### Work instructions
The following listing has lines to check for the word "each"; give only the number of lines that contain it.

### Records provided

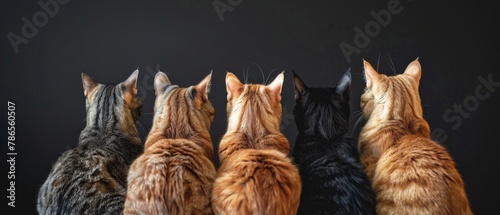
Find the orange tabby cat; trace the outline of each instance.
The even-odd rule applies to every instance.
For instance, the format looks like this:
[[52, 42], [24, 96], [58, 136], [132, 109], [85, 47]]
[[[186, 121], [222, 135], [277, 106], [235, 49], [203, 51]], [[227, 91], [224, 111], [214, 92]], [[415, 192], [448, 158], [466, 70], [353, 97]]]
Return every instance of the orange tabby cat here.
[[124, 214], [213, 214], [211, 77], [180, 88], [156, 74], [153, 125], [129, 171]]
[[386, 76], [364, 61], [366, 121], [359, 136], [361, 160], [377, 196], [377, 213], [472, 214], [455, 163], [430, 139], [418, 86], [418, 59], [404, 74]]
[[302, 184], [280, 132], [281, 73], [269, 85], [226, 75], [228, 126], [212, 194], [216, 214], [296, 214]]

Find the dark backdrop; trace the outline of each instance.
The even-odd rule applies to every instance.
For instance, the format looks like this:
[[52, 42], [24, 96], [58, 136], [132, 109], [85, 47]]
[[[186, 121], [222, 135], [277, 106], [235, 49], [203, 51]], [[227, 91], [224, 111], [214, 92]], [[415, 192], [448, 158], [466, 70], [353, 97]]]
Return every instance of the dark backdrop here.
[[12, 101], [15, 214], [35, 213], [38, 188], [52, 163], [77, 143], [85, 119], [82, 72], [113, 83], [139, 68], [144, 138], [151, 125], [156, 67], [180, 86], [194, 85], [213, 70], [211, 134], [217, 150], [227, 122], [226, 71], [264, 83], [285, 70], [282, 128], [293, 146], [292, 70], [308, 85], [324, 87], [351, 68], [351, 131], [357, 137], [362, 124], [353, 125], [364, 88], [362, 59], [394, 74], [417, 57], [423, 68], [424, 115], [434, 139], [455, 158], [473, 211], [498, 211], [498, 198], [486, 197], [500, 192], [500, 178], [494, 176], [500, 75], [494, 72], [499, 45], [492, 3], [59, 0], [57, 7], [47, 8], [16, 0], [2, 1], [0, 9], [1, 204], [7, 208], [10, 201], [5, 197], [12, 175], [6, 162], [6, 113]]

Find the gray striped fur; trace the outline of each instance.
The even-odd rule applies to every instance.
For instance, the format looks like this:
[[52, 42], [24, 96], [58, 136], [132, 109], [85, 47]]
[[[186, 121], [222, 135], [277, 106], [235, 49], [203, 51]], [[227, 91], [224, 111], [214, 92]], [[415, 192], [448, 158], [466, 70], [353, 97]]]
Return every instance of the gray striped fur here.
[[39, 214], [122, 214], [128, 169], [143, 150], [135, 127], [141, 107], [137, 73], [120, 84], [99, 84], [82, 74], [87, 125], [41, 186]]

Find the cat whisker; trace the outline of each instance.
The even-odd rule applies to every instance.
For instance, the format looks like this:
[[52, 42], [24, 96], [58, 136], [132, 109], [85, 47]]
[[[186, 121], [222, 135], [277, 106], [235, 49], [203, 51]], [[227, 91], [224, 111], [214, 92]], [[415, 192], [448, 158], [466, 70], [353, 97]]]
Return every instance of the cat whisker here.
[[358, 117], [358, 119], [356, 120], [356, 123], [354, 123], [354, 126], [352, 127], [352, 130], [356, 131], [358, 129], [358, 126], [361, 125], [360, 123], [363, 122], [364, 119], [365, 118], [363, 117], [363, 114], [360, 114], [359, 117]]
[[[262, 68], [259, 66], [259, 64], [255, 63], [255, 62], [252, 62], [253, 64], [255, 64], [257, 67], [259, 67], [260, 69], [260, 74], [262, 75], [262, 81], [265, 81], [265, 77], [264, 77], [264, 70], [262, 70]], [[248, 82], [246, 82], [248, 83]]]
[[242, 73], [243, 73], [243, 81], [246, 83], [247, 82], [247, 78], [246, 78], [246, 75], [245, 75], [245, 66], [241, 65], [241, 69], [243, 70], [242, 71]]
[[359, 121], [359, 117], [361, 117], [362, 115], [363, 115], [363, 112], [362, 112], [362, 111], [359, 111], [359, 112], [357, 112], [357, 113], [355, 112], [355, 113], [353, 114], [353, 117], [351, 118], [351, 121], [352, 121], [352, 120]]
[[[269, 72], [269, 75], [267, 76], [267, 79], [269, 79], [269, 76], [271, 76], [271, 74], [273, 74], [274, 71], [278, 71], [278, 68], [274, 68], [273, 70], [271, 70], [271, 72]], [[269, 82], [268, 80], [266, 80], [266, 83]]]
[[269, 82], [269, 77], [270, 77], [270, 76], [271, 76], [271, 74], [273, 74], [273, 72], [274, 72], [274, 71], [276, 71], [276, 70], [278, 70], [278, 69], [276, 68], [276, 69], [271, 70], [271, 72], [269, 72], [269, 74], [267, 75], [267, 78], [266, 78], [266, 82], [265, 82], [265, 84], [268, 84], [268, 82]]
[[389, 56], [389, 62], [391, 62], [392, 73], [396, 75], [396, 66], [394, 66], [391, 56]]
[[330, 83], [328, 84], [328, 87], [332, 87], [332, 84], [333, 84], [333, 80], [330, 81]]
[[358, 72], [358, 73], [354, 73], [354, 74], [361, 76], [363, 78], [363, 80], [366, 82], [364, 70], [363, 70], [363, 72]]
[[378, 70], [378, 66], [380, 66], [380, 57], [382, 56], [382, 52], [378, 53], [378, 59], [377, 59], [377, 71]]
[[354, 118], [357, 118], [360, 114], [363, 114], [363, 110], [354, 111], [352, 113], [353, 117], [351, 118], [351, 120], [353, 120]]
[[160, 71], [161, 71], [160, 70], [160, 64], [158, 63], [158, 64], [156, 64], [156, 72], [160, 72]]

### Result of this task
4